§ **What you are asked to do**
Repeat the listing in full, exactly as it stands.

§ **Material provided**
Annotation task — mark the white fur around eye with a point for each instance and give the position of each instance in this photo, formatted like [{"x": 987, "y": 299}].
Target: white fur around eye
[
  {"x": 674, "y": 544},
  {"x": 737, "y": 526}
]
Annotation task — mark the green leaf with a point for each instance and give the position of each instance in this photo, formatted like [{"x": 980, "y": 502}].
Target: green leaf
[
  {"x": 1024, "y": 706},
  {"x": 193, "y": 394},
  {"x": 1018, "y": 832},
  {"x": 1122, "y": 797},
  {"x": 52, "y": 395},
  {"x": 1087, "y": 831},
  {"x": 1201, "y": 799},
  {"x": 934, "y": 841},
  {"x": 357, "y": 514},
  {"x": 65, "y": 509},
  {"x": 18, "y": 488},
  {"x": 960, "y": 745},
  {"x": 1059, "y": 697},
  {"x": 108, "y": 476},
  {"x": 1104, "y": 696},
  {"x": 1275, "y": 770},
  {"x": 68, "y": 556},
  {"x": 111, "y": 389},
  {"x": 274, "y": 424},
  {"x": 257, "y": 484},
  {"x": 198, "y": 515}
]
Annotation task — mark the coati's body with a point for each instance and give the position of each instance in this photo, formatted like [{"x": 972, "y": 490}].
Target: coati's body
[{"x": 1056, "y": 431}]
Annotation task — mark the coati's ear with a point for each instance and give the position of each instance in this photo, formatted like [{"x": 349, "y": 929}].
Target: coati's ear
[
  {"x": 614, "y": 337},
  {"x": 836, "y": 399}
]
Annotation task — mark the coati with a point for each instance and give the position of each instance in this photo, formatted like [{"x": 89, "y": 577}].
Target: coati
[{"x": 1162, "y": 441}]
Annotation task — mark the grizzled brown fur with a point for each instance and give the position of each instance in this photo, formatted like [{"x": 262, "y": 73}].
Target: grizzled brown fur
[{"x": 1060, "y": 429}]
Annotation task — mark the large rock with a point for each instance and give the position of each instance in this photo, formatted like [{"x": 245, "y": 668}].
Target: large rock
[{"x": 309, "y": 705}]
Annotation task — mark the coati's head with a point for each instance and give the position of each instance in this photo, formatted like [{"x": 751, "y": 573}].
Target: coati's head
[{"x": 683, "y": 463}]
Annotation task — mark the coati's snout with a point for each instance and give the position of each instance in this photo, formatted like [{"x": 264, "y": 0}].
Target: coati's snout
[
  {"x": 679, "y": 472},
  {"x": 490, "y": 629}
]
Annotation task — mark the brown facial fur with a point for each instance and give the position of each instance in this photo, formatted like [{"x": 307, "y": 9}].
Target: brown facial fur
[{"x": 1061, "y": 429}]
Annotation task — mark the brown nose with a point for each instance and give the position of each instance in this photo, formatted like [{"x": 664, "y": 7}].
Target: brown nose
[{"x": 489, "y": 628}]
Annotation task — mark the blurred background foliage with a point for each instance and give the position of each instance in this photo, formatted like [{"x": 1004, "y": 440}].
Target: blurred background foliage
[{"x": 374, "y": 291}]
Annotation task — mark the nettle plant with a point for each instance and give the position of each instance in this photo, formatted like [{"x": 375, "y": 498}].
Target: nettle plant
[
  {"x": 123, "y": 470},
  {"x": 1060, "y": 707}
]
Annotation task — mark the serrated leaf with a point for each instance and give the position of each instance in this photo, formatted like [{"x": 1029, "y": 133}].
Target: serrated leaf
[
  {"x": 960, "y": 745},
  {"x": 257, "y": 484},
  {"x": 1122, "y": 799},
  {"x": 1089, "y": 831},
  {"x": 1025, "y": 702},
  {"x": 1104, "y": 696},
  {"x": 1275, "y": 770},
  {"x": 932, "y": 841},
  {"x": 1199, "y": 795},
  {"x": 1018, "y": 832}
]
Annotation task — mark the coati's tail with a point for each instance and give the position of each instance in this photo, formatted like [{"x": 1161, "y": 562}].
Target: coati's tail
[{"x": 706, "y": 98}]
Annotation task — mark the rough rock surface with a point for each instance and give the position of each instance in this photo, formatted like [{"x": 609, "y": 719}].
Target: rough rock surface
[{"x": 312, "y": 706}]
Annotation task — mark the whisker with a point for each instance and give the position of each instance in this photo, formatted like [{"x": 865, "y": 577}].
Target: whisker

§ **Complete response**
Annotation task — mark the white fur around eye with a point for each instance and give the position of each instance in this photo, formatted like [{"x": 987, "y": 299}].
Target: white fur around eye
[
  {"x": 674, "y": 544},
  {"x": 737, "y": 526}
]
Annotation task — mark the green leaf with a point for each instance and give the position of each instance in this photo, formatted like [{"x": 980, "y": 502}].
Target: green leaf
[
  {"x": 1024, "y": 706},
  {"x": 193, "y": 394},
  {"x": 1018, "y": 832},
  {"x": 1122, "y": 797},
  {"x": 52, "y": 395},
  {"x": 1087, "y": 831},
  {"x": 1201, "y": 799},
  {"x": 934, "y": 841},
  {"x": 357, "y": 514},
  {"x": 65, "y": 509},
  {"x": 18, "y": 488},
  {"x": 960, "y": 745},
  {"x": 1059, "y": 697},
  {"x": 108, "y": 476},
  {"x": 1104, "y": 696},
  {"x": 1275, "y": 770},
  {"x": 68, "y": 556},
  {"x": 111, "y": 389},
  {"x": 274, "y": 424},
  {"x": 257, "y": 484},
  {"x": 198, "y": 515}
]
Annotation task — mark the coati's body with a point for each instance and give the position of each instance in this photo, formatted like [{"x": 972, "y": 490}].
Target: coati's body
[{"x": 1056, "y": 431}]
Annotation task — mark the coati's ear with a point for each instance and give the position of each instance in this photo, formatted like [{"x": 349, "y": 929}].
Target: coati's ear
[
  {"x": 614, "y": 337},
  {"x": 836, "y": 399}
]
Annotation task — mark the coati with a point for each instance and give the position of each instance in this photo, formatted like [{"x": 89, "y": 577}].
Target: coati
[{"x": 1162, "y": 441}]
Annotation task — mark the grizzled brown fur with a point for each instance and give the position of each instance in this photo, formatted like [{"x": 262, "y": 73}].
Target: grizzled brown fur
[{"x": 1060, "y": 429}]
Annotation task — mark the large rock with a point for each instance and give the position of each instance in this photo, formatted like [{"x": 245, "y": 668}].
Target: large rock
[{"x": 309, "y": 705}]
Annotation task — mark the coati's head with a point for each instance and give the position of each instance in this photo, formatted like [{"x": 751, "y": 573}].
Target: coati's head
[{"x": 683, "y": 463}]
Annotation task — mark the coati's snout with a point for each instance and give the position of each instance in this photo, formatted like [{"x": 264, "y": 0}].
Target: coati's snout
[
  {"x": 679, "y": 472},
  {"x": 490, "y": 629}
]
Annotation task — mark the brown facial fur with a point for each instance and give the position of each instance in this photo, formatted like [{"x": 307, "y": 9}].
Target: brown facial fur
[{"x": 1061, "y": 429}]
Annotation task — mark the brown nose with a point for each instance and give the position of each instance in this photo, formatted like [{"x": 664, "y": 7}].
Target: brown nose
[{"x": 489, "y": 628}]
Annotation task — mark the blurred background foliage with a point for each instance and give the position of each instance in this photo, formatted like [{"x": 1004, "y": 440}].
Target: blurred background foliage
[{"x": 374, "y": 291}]
Annotation task — mark the nettle plant with a point for each instance and give the position of each instance in this photo, formatted like [{"x": 375, "y": 498}].
Target: nettle plant
[
  {"x": 123, "y": 470},
  {"x": 1060, "y": 707}
]
Annotation task — mark the serrated leaf with a point for each instance and give the position of each instance in this photo, formatted like [{"x": 1029, "y": 133}].
Target: serrated leaf
[
  {"x": 960, "y": 745},
  {"x": 257, "y": 484},
  {"x": 1122, "y": 799},
  {"x": 1089, "y": 831},
  {"x": 1025, "y": 702},
  {"x": 1104, "y": 696},
  {"x": 1275, "y": 770},
  {"x": 932, "y": 841},
  {"x": 1199, "y": 795},
  {"x": 1018, "y": 832}
]
Annotation task — mark the coati's tail with a point for each instance and give the position of each instance in this photo, formatted like [{"x": 1161, "y": 562}].
Target: coati's tail
[{"x": 706, "y": 98}]
Annotation task — mark the rough rock surface with a point for each instance and give the position of each instance in this photo, formatted like [{"x": 609, "y": 719}].
Target: rough rock surface
[{"x": 312, "y": 706}]
Annotation task — mark the whisker with a point for each instance and give the position of each instance in this photo, formatted like [{"x": 865, "y": 577}].
Target: whisker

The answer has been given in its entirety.